- [Stored records]
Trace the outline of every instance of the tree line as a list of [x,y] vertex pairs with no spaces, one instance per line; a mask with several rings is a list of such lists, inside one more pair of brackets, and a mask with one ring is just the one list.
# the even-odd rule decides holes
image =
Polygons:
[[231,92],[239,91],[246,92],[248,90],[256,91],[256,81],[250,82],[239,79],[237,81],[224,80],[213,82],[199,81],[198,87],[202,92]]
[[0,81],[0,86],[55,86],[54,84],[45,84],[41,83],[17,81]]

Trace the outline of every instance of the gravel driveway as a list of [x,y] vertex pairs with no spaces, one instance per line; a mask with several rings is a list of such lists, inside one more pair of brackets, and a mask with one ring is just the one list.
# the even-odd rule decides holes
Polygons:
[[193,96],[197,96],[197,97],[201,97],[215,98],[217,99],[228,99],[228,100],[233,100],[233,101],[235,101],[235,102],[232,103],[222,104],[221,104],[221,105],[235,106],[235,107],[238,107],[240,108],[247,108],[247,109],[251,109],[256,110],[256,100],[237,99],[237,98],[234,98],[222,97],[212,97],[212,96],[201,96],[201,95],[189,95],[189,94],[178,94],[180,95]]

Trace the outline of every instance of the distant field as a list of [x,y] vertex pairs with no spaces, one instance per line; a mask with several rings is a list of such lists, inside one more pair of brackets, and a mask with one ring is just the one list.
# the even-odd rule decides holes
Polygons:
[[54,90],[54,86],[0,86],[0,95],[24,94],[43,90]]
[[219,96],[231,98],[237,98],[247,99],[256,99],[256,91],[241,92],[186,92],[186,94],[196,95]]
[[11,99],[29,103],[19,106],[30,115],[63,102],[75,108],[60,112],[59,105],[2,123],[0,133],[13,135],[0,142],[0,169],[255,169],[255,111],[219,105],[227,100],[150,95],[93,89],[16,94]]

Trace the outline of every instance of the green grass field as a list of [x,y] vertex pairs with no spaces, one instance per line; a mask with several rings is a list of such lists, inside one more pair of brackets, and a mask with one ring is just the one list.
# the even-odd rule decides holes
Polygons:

- [Problem]
Rename every "vertex pairs" in the lines above to "coordinate pairs", and leave everything else unchanged.

- [Written solution]
Trace the outline of every instance of the tree line as a list of [x,y] coordinate pairs with no spaces, one instance per line; a mask with several rings is a list of such lists, inside one more pair of brackets, and a mask with one ring is just the one list.
# the even-odd rule decides holes
image =
Polygons:
[[231,92],[239,91],[246,92],[248,90],[256,91],[256,81],[250,82],[239,79],[237,81],[224,80],[213,82],[199,81],[198,87],[202,92]]
[[0,81],[0,86],[55,86],[54,84],[45,84],[41,83],[17,81]]

Trace the outline of every instance of the gravel driveway as a list of [x,y] coordinate pairs with no spaces, one instance per line; a mask with several rings is a list of such lists, inside one more pair of brackets, and a mask with one ring is just the one list.
# the even-odd rule decides holes
Polygons:
[[193,96],[197,96],[197,97],[201,97],[215,98],[217,99],[228,99],[228,100],[233,100],[233,101],[235,101],[235,102],[232,103],[222,104],[221,104],[221,105],[235,106],[235,107],[238,107],[240,108],[247,108],[247,109],[251,109],[256,110],[256,100],[237,99],[237,98],[234,98],[222,97],[212,97],[212,96],[201,96],[201,95],[189,95],[189,94],[178,94],[180,95]]

Trace the outline of every instance of the distant field as a list of [x,y] coordinate pairs with no spaces, one instance per line; a mask with several rings is a list of such lists, inside one more pair of brackets, and a mask with one ring is just the one list.
# the even-odd rule decides holes
Polygons:
[[54,90],[54,86],[0,86],[0,95],[24,94],[43,90]]
[[219,96],[231,98],[237,98],[247,99],[256,99],[256,91],[241,92],[186,92],[186,94],[196,95]]
[[11,99],[29,103],[19,106],[30,115],[63,102],[75,108],[60,112],[59,105],[2,123],[0,133],[13,135],[0,142],[0,169],[255,169],[255,111],[219,105],[227,100],[150,95],[93,89],[16,94]]

Trace the outline of every instance of the green grass field as a list of [x,y] coordinate pairs with no spaces, one instance per line; a mask with several rings is a list of such lists, inside one more pair of brackets, and a mask with one ring is just the one list.
# the even-odd rule decides holes
Polygons:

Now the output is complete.